▶ Problem requirements: Can you copy the lines below word for word, without changing anything?
^^^^^^^^
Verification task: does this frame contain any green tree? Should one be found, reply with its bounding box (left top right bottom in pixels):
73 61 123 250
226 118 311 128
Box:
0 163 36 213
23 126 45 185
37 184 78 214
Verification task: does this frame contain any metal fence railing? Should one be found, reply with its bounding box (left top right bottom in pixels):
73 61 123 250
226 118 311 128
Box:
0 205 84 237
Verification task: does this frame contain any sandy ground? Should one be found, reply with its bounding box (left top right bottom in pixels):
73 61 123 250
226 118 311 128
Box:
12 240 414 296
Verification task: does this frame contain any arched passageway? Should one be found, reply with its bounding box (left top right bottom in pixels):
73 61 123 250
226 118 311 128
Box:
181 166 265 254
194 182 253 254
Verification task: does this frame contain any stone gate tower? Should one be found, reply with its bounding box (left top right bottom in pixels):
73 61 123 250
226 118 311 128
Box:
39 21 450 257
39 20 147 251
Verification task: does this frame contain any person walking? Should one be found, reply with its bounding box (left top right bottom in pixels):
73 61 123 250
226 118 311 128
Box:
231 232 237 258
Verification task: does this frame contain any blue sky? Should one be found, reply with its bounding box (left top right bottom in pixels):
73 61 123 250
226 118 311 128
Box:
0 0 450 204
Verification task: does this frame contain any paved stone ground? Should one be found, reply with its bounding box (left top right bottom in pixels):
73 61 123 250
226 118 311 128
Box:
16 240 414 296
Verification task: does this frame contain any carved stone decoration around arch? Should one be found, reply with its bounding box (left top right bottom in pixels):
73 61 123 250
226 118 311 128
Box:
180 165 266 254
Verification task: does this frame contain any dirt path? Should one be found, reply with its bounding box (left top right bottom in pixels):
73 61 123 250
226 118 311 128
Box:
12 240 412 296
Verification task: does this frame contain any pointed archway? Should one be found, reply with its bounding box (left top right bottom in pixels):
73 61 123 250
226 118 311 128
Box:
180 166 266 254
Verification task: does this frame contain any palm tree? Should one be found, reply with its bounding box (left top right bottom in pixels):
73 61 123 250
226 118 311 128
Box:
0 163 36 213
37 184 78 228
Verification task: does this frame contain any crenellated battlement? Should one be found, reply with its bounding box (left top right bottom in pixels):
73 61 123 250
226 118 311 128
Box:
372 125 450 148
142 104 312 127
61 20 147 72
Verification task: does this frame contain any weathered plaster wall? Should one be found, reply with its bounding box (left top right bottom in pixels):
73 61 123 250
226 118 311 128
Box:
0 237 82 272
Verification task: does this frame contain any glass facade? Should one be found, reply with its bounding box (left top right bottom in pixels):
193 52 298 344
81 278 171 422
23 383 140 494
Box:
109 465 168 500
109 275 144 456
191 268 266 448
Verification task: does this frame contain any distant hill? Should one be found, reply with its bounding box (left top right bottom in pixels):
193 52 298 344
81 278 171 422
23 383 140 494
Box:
^^^^^^^^
▶ Result of the exercise:
Verification task: does this frame contain any green tree? Should one be found, reply with its bounding box (left top right bottom in pixels):
73 61 123 250
226 118 311 128
Box:
0 163 36 213
23 126 45 185
37 184 78 214
Verification task: does this frame contain any metal fence railing? Should one be found, reply with its bounding box (left top right bottom in pixels):
73 61 123 250
226 118 311 128
Box:
0 205 84 237
Verification task: does this frame contain any sandy ground? Should one be found, reply with its bounding box (left top right bottom in pixels):
73 61 123 250
226 118 311 128
Box:
12 240 414 296
Verification task: does this frame contain any arched passageway? Should one be found, reply with its bounding box (left top right bottom in pixels):
73 61 123 250
226 118 311 128
Box:
181 166 265 254
194 182 253 254
Verification task: does this frame contain any stone gate tower? Should one be found, reply with its bounding box (left top right bottom in pixels):
73 61 123 250
226 118 311 128
Box:
39 21 450 257
39 20 147 251
Verification task: does this frame contain any person walking? Should one be found, reply with its bounding box (left top right bottom in pixels):
73 61 123 250
226 118 311 128
Box:
231 232 237 258
Verification task: does this frame contain any blue sky? Should one be found, reply with its bounding box (left top right bottom in pixels):
73 61 123 250
226 118 311 128
Box:
0 0 450 204
Verification task: does this frame contain any paved stone ground? Should one be found, reply with its bounding box (left top right bottom in pixels):
73 61 123 250
226 118 311 128
Box:
16 240 414 296
Verification task: does this frame contain any carved stone decoration around arch? Should one be found, reply with its bounding box (left top right bottom in pixels):
73 61 123 250
226 118 311 128
Box:
180 165 266 254
Verification task: does this frame contain any dirt path? Should one be found, reply with its bounding box (left top right bottom in pixels):
73 61 123 250
226 118 311 128
Box:
12 240 412 296
Verification task: does this frame contain any pointed archway? Should one be found, reply with its bounding box (left top right bottom in pixels):
73 61 123 250
226 118 311 128
Box:
180 166 266 254
Verification task: does this frame contain any palm tree? Should one be found, reply with its bounding box (left top right bottom in pixels):
73 61 123 250
226 118 311 128
Box:
0 163 36 213
37 184 78 228
Verification task: does this frame contain any crenellated battlement? Should one be found, reply with its bounding box (left top right bottom in pixels):
73 61 123 250
226 118 311 128
Box:
372 125 450 148
142 104 312 127
61 20 147 72
Verification task: does this frame contain any weathered plaster wall? Should one be found, reply with its bounding box (left top right bottom in pixels):
73 61 123 250
226 118 311 128
Box:
0 237 82 272
Verification task: does this frame contain any glass facade? Should one be found, reply with its bounding box (left top right bottom in pixels):
193 52 298 344
81 278 171 422
23 383 140 494
Box:
109 465 168 500
109 275 144 456
191 268 266 448
Verification task: does this frame contain any distant hill? Should one be found, reply with its bounding box (left top right bottom in pixels):
193 52 298 344
81 278 171 422
23 383 140 494
Box:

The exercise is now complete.